◆ **THE PROBLEM**
Reproduce the lines of the material below word for word, starting at the line that contains "In this exercise you will find the giraffe leg" and ending at the line that contains "(1060, 655)". Include both of those lines and nothing else.

________________________________________

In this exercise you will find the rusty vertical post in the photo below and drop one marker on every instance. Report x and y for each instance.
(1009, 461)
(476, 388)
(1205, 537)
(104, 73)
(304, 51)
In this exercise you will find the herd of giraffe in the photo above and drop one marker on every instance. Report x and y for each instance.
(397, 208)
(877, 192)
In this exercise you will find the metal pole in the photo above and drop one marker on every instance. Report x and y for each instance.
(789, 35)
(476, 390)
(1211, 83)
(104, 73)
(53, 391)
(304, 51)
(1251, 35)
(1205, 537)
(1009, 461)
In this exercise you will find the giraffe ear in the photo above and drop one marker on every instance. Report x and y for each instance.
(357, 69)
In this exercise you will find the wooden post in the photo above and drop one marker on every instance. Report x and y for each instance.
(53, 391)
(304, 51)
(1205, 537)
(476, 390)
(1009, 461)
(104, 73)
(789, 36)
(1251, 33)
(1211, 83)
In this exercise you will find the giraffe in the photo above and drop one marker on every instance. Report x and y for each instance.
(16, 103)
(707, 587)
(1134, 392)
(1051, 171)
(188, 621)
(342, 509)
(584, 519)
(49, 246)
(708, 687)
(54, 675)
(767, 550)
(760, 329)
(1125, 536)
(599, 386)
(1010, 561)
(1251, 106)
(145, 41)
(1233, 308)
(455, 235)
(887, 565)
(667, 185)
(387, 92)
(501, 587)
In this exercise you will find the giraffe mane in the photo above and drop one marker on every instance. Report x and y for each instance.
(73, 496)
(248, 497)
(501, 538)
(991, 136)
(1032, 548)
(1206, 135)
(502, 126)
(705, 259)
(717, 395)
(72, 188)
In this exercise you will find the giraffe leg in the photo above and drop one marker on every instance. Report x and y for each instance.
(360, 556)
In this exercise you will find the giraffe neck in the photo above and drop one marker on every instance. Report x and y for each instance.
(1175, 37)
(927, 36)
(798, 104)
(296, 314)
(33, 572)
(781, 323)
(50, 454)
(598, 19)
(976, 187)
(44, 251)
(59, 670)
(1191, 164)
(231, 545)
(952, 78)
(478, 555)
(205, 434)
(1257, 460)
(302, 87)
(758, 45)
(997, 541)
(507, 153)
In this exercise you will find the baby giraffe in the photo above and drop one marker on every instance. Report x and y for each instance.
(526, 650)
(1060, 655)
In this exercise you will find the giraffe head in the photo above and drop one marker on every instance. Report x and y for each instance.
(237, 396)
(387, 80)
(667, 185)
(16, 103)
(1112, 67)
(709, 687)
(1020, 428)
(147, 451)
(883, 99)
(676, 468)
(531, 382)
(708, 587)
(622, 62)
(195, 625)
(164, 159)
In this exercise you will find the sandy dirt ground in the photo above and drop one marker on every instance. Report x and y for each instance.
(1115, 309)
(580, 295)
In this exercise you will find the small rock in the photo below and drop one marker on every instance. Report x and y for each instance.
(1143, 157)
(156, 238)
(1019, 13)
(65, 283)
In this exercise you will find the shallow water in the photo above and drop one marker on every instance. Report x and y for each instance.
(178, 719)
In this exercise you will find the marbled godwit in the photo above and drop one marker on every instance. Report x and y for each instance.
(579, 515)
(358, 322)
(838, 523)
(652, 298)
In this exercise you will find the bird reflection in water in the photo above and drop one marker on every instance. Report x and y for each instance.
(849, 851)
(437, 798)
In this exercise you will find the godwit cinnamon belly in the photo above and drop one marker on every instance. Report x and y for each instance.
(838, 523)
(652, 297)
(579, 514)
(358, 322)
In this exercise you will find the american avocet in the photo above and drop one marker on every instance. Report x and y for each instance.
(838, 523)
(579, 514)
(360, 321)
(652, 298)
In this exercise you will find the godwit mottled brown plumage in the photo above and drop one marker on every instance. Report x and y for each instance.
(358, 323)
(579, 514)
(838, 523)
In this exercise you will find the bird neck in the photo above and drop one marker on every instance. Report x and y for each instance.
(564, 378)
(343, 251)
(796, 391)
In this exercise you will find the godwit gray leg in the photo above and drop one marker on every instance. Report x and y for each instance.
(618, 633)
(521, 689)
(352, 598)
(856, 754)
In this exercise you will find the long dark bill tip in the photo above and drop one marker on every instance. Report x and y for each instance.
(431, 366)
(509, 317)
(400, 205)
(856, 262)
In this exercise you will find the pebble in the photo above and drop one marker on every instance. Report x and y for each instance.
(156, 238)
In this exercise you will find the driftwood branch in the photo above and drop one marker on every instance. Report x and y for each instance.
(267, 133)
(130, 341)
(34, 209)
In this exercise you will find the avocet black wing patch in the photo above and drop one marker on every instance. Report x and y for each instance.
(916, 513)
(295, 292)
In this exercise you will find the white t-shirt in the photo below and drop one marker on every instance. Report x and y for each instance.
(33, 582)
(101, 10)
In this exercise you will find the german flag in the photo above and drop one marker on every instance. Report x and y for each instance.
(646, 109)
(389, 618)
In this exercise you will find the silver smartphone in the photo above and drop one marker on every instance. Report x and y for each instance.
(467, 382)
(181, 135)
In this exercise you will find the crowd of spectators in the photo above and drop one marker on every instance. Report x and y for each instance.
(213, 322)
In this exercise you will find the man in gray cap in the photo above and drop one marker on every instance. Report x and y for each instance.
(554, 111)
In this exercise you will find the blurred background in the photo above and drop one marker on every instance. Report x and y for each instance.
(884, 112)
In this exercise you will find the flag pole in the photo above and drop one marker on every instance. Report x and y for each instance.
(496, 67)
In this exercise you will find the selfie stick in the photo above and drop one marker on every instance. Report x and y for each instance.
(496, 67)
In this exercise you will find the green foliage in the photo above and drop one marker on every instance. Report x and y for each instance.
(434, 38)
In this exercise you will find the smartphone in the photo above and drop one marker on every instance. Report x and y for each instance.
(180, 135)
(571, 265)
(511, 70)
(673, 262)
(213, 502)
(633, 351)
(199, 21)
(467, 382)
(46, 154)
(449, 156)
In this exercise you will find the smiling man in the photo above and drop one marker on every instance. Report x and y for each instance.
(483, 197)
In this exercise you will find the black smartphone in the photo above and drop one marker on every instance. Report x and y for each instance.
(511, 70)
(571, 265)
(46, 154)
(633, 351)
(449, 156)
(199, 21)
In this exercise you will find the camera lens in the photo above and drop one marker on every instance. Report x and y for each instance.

________________________________________

◆ **WORKED SOLUTION**
In this exercise you will find the giraffe leg in the photo above and drop one marker on every instance. Report x and y for each instance.
(360, 556)
In this exercise you will find the giraffe neck in the photo above and drop one marker on every instance. Report x and y for each instance.
(1175, 37)
(927, 36)
(798, 104)
(296, 314)
(33, 572)
(781, 323)
(50, 454)
(598, 19)
(976, 187)
(44, 251)
(59, 670)
(1191, 164)
(231, 545)
(952, 78)
(478, 555)
(205, 434)
(1257, 460)
(302, 87)
(758, 45)
(997, 541)
(507, 153)
In this exercise you will find the baby giraffe in the photo above and drop one marker on every instance. Report x and y for each instance.
(526, 650)
(1060, 655)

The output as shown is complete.